PAGE:
=-=-=-=-=

Sunday, March 9, 2014

Weekly Round-Up (3/2/14 - 3/8/14)

The World's End (Edgar Wright) **** - The third and last (?) film in Edgar Wright and Simon Pegg's Cornetto Ice Cream trilogy. A very funny film about a group of childhood friends who reunite to do a "pub crawl" in their old hometown only to find the townspeople replaced by alien/robot copies a la Invasion of the Body Snatchers. Once again, like with the other two films, the film is a really clever homage to classic genre pictures as well as being a really funny, really fun and absolutely delightful film on its own. However, this film cuts a bit more deeply because it also manages to be a bit more poignant than the other two. I think I still regard Shaun of the Dead just a wee bit higher but Edgar Wright still continues his perfect batting average. Loved it.

Twenty Feet from Stardom (Morgan Neville) *** - This is one of the Oscar nominees for Best Documentary Feature this year and it's all about background singers, the unsung heroes of the music industry. It focuses on a few including Darlene Love and Judith Hill. It's a puff piece. I don't mean that as a slight but my problem with this film is not that it is a puff piece about background singers but that it doesn't really cut deeper than expected or share new insights that I was half-way expecting a film like this would have. The filmmaking is also competent and doesn't really do anything new. It is enjoyable. It features some great singing. You'll have some newfound respect for these people, especially if you're a music fan, but overall, it's not something that I would vote for as "Best".

=-=-=-=-=

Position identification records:
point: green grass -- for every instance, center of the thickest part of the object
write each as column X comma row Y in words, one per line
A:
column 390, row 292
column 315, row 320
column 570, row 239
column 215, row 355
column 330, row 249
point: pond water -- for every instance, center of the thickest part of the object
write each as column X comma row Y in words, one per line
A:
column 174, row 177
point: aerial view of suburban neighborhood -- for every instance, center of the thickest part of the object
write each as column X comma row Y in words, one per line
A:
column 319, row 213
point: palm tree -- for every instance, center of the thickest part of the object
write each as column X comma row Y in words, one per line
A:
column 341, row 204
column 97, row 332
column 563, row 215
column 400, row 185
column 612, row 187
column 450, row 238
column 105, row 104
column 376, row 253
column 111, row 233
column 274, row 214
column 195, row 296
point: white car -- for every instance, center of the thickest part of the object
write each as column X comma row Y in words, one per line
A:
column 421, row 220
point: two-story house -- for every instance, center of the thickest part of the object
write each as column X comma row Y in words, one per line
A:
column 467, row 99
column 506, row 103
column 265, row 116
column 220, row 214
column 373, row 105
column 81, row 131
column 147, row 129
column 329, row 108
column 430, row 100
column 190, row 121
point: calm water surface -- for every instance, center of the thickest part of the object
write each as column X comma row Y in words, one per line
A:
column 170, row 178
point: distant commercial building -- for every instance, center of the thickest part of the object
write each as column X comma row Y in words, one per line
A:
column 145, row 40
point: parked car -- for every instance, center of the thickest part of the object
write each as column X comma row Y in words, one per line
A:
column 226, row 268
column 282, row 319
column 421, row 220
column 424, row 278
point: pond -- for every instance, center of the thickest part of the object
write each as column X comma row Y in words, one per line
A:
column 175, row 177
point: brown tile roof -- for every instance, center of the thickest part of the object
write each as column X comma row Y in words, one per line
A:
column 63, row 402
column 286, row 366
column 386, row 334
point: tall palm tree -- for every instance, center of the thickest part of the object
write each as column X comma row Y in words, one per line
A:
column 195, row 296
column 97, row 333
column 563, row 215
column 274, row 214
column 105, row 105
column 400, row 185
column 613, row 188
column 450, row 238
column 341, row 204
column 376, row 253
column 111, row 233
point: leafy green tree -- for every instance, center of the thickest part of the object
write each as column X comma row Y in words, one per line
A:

=-=-=-=-=

SHORT EXERCISE A: In the film reviews, write out the passage from "Sunday, March 9, 2014" up to and including "average. Loved it.", replacing "funny" with "hilarious".
SHORT EXERCISE B: Turn the records from the line with "point: pond water" up to and including the line with "column 174, row 177" into a numbered list, leaving out blank lines.
The film reviews and the records are unrelated material.

EXERCISE RESULT A:
Sunday, March 9, 2014

Weekly Round-Up (3/2/14 - 3/8/14)

The World's End (Edgar Wright) **** - The third and last (?) film in Edgar Wright and Simon Pegg's Cornetto Ice Cream trilogy. A very hilarious film about a group of childhood friends who reunite to do a "pub crawl" in their old hometown only to find the townspeople replaced by alien/robot copies a la Invasion of the Body Snatchers. Once again, like with the other two films, the film is a really clever homage to classic genre pictures as well as being a really hilarious, really fun and absolutely delightful film on its own. However, this film cuts a bit more deeply because it also manages to be a bit more poignant than the other two. I think I still regard Shaun of the Dead just a wee bit higher but Edgar Wright still continues his perfect batting average. Loved it.

EXERCISE RESULT B:
1. point: pond water -- for every instance, center of the thickest part of the object
2. write each as column X comma row Y in words, one per line
3. A:
4. column 174, row 177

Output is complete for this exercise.